# Records supplied:
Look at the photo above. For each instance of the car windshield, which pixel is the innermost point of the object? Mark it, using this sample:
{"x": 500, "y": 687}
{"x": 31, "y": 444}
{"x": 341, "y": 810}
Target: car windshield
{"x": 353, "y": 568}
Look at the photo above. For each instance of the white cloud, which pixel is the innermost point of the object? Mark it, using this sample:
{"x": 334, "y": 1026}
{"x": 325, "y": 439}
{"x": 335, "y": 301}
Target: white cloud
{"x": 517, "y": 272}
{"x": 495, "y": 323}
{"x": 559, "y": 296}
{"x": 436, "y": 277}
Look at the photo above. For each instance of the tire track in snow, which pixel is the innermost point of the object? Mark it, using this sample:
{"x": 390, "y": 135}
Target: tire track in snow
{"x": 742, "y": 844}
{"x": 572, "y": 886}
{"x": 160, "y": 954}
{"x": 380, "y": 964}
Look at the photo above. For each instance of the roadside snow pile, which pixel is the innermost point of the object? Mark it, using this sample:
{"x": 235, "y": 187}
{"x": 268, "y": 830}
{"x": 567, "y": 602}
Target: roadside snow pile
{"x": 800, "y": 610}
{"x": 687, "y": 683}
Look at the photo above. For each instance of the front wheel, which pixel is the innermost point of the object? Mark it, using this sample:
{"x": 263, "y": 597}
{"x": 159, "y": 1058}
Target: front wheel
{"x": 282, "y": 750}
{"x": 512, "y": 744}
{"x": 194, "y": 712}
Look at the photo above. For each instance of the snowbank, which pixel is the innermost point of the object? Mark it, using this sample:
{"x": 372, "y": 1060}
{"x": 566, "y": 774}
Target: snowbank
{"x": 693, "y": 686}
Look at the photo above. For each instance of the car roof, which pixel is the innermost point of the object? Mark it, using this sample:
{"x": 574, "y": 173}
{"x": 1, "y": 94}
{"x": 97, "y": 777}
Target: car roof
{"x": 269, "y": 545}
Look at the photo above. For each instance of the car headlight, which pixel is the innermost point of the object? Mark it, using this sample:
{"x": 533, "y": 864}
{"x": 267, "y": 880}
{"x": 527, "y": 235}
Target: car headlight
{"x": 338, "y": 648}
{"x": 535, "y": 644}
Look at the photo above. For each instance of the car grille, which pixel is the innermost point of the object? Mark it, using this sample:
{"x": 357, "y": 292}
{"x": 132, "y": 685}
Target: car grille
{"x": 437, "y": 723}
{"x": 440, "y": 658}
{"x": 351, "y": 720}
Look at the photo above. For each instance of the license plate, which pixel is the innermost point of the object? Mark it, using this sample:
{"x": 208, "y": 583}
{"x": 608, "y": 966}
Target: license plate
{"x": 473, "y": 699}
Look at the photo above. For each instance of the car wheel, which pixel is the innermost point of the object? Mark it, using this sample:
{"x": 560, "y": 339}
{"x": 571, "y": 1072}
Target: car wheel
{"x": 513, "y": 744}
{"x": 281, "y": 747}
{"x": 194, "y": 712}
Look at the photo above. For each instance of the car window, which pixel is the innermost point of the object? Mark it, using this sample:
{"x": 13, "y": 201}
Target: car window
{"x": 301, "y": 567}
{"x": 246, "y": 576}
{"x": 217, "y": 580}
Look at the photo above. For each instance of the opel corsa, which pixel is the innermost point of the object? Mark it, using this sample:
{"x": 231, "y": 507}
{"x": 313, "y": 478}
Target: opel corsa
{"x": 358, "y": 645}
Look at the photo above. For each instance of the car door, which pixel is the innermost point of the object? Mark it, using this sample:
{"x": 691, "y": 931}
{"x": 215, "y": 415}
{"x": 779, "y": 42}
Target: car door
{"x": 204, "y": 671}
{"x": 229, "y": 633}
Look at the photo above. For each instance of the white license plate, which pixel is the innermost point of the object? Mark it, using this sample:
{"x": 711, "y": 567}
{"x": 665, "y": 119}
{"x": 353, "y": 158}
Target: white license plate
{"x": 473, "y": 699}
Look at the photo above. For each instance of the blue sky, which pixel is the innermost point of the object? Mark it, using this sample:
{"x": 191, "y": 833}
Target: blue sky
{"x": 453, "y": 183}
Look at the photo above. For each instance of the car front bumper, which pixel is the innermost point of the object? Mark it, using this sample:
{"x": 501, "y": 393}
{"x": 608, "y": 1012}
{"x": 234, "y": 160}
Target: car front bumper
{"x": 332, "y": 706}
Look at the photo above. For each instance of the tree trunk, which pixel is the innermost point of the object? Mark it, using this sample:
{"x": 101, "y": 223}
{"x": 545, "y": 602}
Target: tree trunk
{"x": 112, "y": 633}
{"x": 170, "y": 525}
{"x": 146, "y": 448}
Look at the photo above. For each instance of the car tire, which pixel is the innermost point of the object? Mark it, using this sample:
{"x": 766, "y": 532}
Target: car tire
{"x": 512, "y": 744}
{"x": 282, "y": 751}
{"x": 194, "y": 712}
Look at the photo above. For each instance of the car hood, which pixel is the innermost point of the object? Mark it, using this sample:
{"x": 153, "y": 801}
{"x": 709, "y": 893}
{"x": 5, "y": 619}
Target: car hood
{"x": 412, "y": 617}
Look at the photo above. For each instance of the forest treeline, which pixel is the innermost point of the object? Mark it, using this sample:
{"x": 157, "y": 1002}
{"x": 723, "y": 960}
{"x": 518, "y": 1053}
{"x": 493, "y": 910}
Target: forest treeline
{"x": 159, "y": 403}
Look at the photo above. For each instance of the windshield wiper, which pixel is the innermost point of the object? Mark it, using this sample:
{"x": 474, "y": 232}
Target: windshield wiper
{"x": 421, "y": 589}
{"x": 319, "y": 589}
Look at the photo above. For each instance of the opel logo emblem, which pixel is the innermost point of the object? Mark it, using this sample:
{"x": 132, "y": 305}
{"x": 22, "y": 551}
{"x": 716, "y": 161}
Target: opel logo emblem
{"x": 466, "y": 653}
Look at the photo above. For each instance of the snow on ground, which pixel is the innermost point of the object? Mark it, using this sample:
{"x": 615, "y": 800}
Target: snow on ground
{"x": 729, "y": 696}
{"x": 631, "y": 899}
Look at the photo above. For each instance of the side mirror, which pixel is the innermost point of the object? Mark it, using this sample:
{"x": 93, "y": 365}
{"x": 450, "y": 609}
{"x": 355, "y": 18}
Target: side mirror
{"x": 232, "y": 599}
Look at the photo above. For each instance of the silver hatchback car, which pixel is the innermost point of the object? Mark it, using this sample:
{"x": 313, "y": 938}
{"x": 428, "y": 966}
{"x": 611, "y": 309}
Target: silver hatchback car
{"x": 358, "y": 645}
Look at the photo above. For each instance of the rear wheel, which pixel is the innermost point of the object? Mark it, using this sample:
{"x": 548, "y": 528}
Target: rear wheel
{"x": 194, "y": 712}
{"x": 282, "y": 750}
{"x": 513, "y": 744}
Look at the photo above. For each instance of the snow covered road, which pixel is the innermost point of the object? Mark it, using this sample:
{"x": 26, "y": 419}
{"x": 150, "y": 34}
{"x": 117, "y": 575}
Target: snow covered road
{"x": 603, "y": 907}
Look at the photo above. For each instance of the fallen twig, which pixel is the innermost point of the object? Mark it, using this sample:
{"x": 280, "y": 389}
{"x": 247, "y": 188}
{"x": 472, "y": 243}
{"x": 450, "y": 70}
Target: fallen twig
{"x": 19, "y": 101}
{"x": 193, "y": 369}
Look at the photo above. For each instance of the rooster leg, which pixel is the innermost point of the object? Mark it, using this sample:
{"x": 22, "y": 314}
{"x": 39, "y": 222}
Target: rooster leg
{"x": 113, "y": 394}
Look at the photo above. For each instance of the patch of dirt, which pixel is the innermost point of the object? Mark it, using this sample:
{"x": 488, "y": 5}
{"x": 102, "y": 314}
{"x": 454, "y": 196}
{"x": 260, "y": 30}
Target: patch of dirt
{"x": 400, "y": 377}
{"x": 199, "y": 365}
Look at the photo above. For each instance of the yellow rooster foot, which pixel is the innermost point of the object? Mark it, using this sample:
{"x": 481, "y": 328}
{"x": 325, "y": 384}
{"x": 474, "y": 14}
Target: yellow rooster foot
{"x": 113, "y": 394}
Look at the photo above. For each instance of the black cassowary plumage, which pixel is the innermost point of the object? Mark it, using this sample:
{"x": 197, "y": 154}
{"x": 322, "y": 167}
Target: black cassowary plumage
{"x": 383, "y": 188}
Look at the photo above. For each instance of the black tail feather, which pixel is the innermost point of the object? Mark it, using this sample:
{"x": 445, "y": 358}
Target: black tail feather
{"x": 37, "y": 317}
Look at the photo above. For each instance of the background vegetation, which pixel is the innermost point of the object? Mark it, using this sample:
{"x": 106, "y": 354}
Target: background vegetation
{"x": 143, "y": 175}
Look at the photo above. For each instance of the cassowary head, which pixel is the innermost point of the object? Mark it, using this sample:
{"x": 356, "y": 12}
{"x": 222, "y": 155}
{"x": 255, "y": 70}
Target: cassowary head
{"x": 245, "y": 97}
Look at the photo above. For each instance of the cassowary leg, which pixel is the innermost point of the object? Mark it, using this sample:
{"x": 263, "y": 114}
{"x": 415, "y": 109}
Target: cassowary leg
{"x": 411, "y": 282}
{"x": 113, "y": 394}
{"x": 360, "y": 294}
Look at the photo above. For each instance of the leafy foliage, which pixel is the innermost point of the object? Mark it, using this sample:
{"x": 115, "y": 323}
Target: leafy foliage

# Work instructions:
In the records above, locate the line that contains "Look at the photo above. For each instance of the background". Repeat it and every line after it, exactly, and nothing else.

# Result of this exercise:
Look at the photo above. For each instance of the background vegetation, which pixel is the innermost point of the object? Mark it, using this sample:
{"x": 106, "y": 354}
Target: background vegetation
{"x": 143, "y": 175}
Look at the photo above. For each instance of the cassowary head, which pixel is the innermost point of the object? Mark it, using this sample:
{"x": 356, "y": 12}
{"x": 222, "y": 155}
{"x": 255, "y": 70}
Target: cassowary head
{"x": 245, "y": 97}
Look at the photo above. For each instance of the cassowary leg, which pixel is the innermost point of the object? Mark it, using this sample:
{"x": 263, "y": 114}
{"x": 415, "y": 109}
Target: cassowary leg
{"x": 411, "y": 282}
{"x": 113, "y": 394}
{"x": 360, "y": 294}
Look at the photo above. For each instance of the leafy foliage, which pixel is the innermost point of the object? Mark it, using this sample:
{"x": 115, "y": 323}
Target: leafy foliage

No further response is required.